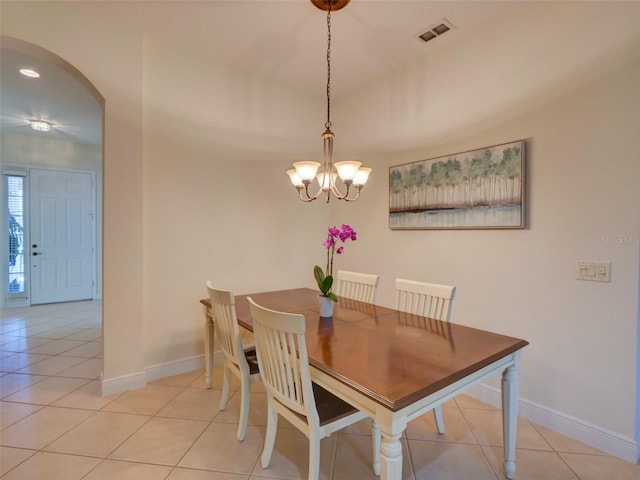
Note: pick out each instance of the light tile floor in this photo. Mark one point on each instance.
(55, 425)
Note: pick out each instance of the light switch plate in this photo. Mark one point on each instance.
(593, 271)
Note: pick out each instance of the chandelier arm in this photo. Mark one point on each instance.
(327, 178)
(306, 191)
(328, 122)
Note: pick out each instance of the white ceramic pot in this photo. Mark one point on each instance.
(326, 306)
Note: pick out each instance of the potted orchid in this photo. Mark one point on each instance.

######

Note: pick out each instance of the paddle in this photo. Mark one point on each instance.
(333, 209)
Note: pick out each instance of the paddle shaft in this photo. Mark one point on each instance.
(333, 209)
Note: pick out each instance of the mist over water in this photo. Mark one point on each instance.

######

- **WHAT IS REQUIRED**
Taking the listing above as the source, transcribe only the lines starting at the line with "Note: pick out each instance of the paddle in" and going through the line with "Note: pick out each instance of the mist", unaltered and with both ends included.

- **THE ANSWER**
Note: pick out each instance of the paddle in this photo. Mark one point on each instance.
(333, 209)
Note: pick out each instance of the paddle shaft in this photo. Mark one point on each instance.
(333, 209)
Note: pick out each instance of the mist over water in this photo. Mark one point on each instance.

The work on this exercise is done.